GIVEN EXERCISE 1:
Pull out every line of the records that contains the string "wood".

DOCUMENT EXTRACT:

[Python-Dev] Re: heaps

Sun, 04 May 2003 20:26:29 -0700

On 5/4/03 10:20 PM -0400 Tim Peters <tim.one@comcast.net> wrote:
> In practice, it's usually much faster than that.  Over time, it gets rarer
> and rarer for
>
>     person > q[0]
>
> to be true (the new person has to be larger than the N-th largest seen so
> far, and that bar gets raised whenever a new person manages to hurdle it),

Good point.  If any permutation of the input sequence is equally likely, 
and you're selecting the best k out of n items, the expected number of 
times you have to hit the data structure in your heapq solution is roughly 
k ln n, so the total expected time is O(n + k log k log n), with a really 
small constant factor on the O(n) term.  The sorting solution I suggested 
has total time O(n log k), and even though sorting is built-in and fast it 
can't compete when k is small.   Random pivoting is O(n + k), but with a 
larger constant factor, so your heapq solution looks like a winner.

EXERCISE INPUT:
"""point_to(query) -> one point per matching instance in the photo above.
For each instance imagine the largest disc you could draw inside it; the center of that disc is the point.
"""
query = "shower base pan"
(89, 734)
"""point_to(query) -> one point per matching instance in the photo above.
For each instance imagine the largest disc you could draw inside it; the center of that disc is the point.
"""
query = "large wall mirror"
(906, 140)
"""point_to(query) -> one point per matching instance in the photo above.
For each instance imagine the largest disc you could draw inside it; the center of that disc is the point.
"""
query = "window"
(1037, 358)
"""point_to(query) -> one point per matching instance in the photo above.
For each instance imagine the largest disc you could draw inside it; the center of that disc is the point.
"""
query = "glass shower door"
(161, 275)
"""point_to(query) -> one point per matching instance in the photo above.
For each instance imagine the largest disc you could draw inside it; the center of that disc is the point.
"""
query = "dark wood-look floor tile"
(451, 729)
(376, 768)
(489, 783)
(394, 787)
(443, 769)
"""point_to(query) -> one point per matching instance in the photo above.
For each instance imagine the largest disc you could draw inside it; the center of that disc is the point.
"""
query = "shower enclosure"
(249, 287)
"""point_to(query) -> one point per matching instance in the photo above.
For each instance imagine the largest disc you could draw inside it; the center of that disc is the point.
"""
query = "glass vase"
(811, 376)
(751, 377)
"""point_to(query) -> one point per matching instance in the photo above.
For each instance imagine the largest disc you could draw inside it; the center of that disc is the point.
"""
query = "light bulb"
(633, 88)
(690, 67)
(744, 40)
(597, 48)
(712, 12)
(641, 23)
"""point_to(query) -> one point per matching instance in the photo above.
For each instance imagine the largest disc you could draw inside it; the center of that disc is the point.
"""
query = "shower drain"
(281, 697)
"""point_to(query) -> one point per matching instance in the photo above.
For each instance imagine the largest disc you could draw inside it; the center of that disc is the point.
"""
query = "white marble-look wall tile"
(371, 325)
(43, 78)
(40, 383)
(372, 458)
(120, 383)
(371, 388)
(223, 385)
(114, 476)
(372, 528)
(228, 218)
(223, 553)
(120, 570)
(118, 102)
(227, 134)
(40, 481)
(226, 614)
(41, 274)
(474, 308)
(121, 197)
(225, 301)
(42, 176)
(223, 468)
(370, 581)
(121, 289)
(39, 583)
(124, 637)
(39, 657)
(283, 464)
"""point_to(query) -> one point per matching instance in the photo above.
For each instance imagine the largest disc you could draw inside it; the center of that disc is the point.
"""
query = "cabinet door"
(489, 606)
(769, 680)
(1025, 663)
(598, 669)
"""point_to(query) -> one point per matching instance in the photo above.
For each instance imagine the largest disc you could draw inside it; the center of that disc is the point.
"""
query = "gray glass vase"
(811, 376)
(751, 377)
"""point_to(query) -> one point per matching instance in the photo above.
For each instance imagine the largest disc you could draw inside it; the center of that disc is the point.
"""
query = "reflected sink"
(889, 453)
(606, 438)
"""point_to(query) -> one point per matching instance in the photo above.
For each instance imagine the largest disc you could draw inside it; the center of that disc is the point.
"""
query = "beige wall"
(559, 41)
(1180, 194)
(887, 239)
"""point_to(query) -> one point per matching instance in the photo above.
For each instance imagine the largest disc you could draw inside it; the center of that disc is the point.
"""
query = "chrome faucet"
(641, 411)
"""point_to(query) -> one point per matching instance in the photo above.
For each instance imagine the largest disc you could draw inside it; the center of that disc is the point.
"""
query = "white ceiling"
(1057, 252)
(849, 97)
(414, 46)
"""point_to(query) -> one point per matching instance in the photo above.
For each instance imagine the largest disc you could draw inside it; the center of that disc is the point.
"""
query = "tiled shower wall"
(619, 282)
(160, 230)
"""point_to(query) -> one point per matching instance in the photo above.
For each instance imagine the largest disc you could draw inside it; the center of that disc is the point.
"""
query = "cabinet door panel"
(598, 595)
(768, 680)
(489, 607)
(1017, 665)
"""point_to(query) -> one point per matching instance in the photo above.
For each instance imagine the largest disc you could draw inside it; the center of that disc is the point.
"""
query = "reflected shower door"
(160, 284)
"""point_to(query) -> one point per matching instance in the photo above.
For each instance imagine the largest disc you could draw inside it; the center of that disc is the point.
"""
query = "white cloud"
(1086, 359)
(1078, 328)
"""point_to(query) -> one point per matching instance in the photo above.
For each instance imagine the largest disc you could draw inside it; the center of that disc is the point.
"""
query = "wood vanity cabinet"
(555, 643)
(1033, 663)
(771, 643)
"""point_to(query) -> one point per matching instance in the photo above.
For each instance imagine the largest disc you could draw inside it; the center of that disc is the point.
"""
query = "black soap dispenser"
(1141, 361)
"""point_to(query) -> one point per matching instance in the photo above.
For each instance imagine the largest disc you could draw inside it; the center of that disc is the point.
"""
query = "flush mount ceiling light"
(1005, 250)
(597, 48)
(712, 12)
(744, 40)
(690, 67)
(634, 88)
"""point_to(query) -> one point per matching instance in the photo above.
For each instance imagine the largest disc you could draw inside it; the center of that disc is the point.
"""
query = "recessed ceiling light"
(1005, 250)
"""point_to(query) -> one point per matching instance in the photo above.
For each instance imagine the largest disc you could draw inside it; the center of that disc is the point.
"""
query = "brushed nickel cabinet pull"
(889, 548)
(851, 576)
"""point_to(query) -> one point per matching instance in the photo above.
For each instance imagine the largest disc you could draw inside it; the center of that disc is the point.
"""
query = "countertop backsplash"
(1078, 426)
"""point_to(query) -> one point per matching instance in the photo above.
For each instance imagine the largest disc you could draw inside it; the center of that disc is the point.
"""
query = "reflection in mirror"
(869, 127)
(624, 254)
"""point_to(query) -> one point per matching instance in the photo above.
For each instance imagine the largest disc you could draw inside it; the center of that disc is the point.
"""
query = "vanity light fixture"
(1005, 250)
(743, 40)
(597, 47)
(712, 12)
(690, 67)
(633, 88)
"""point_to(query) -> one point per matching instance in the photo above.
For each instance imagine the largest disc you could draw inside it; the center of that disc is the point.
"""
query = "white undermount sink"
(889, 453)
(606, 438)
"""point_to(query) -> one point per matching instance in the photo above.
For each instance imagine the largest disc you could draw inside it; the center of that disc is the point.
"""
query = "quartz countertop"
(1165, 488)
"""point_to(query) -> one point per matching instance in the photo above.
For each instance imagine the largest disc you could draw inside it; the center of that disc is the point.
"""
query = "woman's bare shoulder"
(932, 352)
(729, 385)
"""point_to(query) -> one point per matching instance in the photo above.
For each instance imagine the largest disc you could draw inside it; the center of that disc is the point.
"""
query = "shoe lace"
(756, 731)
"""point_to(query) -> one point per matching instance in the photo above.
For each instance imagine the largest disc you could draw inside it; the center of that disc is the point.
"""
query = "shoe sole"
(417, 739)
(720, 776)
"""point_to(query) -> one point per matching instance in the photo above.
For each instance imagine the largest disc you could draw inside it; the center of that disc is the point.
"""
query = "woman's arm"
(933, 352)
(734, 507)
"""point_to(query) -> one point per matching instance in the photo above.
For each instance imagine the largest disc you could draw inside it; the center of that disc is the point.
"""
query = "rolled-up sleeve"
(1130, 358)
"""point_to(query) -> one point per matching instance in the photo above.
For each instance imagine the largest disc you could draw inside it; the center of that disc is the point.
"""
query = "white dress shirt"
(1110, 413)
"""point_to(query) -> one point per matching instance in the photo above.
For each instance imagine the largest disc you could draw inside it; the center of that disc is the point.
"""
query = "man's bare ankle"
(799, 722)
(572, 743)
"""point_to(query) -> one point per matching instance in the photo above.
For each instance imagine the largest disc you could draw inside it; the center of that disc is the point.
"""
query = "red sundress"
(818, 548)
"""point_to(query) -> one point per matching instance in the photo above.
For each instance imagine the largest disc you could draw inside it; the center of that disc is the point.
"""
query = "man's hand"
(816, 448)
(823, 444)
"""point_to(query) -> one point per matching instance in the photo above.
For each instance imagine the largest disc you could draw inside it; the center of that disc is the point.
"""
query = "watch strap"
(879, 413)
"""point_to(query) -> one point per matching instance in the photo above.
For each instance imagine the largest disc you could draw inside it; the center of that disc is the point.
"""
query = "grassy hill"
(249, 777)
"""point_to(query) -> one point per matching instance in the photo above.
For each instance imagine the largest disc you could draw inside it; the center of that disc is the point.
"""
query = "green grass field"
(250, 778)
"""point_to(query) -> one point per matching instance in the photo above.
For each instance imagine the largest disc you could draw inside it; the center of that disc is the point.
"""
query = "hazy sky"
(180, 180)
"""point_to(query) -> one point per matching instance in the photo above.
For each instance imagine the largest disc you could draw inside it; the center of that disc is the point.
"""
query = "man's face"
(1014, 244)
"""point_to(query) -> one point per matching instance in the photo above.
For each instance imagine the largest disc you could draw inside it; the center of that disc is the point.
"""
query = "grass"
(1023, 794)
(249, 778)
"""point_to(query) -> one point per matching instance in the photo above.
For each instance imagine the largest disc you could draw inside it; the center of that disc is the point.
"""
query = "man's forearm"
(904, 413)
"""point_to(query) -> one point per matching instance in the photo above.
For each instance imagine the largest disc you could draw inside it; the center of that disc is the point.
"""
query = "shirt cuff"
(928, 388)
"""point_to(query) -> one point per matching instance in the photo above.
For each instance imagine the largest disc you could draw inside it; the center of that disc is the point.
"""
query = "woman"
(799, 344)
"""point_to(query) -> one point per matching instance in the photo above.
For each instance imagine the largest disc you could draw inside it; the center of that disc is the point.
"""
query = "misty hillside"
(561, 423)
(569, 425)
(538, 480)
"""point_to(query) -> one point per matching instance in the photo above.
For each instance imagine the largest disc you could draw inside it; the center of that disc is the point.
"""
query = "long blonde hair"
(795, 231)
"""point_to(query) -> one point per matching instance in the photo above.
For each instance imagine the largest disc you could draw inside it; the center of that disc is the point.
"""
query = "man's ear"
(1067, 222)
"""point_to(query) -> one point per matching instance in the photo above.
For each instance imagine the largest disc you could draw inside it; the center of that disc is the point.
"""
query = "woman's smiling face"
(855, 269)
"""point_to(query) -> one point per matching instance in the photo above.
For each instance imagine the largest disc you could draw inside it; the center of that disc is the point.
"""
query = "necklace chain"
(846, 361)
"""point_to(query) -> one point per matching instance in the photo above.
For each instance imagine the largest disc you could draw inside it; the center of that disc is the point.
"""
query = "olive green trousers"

GIVEN EXERCISE 2:
In the message about heaps, what total time is given for the sorting solution?

FINISHED ANSWER 1:
query = "dark wood-look floor tile"
query = "wood vanity cabinet"

FINISHED ANSWER 2:
O(n log k)